(Segmentation labeling entries)
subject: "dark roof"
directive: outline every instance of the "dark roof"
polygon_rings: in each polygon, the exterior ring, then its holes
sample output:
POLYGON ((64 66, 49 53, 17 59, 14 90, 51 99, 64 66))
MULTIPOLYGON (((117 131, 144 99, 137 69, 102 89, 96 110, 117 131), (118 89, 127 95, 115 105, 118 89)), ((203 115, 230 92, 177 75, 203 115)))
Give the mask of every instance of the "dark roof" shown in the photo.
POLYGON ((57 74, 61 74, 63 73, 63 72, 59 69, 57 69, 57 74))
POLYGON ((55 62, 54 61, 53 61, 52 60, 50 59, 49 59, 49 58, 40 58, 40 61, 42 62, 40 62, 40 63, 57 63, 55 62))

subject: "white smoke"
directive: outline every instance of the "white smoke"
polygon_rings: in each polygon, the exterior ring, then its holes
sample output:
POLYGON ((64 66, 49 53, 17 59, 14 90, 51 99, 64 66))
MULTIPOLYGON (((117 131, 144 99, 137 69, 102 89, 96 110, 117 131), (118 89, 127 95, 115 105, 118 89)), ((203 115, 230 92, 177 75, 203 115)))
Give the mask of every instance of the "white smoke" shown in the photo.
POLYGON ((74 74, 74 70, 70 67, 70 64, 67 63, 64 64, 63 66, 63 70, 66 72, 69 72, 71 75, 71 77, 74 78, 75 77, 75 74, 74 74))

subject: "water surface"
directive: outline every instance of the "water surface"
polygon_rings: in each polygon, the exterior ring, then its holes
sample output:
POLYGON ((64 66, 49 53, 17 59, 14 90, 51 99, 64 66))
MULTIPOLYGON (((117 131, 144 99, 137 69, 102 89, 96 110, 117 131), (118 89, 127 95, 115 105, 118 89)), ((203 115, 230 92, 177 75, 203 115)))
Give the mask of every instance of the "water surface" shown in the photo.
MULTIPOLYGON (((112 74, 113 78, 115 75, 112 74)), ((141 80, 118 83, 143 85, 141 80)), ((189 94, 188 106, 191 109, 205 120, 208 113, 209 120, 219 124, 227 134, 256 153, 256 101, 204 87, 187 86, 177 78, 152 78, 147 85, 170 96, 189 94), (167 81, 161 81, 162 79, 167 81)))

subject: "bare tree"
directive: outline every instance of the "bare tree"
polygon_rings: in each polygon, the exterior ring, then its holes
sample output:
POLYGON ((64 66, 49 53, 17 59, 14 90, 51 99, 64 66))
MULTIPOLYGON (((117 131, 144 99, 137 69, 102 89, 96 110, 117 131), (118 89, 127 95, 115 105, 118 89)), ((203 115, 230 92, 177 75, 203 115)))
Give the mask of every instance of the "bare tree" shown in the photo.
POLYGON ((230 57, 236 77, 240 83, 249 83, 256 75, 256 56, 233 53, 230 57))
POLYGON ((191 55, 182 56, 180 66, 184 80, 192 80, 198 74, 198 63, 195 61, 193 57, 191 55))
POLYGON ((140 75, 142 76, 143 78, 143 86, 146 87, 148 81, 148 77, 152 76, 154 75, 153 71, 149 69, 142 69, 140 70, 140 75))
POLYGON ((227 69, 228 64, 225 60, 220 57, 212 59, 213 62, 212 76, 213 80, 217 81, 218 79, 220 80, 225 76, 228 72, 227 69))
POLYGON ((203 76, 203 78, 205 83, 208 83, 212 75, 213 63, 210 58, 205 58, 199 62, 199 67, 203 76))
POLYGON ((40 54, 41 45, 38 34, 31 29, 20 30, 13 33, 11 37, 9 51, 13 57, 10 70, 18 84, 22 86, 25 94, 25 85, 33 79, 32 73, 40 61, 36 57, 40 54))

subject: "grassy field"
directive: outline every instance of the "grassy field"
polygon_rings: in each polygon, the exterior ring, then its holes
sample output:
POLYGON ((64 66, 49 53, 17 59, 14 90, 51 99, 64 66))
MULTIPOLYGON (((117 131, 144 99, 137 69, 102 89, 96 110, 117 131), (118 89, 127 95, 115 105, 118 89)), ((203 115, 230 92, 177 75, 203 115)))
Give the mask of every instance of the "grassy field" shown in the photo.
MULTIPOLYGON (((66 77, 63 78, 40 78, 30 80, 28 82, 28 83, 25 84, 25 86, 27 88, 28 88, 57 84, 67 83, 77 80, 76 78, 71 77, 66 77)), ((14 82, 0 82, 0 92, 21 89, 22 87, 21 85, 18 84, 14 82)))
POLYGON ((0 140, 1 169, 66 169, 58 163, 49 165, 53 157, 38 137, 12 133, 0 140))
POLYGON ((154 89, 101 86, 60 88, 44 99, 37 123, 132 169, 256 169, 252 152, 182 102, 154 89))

• Stated goal:
Please extract every line of the data above that contains the word "surface". Letter case counts.

• Full solution:
subject: "water surface"
directive: outline every instance of the "water surface"
Give the mask of every instance of the "water surface" shown in the photo.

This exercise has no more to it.